**Given instruction:**
Pick out every line in the rows below that contains the word "covered", and copy each such line in full. Case counts.

**Material for this task:**
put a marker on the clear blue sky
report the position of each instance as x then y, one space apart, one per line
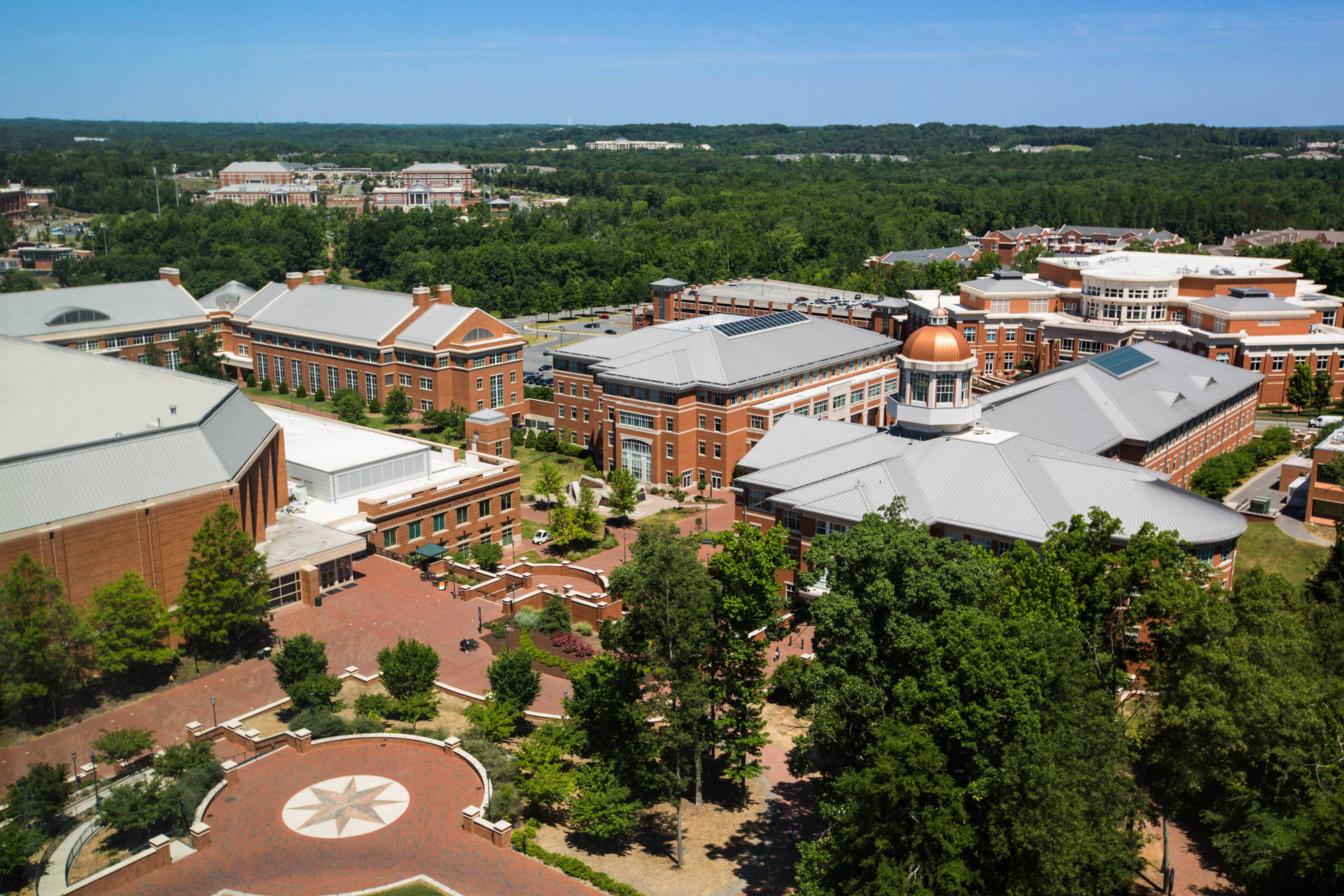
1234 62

...

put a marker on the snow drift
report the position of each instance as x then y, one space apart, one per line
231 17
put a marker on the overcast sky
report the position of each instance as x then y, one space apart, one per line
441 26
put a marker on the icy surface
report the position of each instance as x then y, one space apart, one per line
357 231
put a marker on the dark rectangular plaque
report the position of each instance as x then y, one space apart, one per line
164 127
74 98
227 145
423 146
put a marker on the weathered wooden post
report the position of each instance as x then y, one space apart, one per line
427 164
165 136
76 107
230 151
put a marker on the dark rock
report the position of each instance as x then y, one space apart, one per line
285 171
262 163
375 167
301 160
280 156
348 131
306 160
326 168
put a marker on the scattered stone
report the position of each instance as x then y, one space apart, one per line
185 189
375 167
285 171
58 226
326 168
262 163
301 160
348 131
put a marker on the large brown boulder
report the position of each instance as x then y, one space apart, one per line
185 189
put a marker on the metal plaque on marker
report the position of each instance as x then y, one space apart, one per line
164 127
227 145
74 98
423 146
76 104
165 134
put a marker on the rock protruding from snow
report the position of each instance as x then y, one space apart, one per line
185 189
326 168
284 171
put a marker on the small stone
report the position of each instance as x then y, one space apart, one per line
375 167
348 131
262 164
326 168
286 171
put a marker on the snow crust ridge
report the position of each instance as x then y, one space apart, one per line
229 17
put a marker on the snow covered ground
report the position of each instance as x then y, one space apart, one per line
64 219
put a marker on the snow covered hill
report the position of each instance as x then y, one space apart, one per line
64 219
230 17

**Written response:**
put a marker on the snow covered ground
put a marker on the snow covered hill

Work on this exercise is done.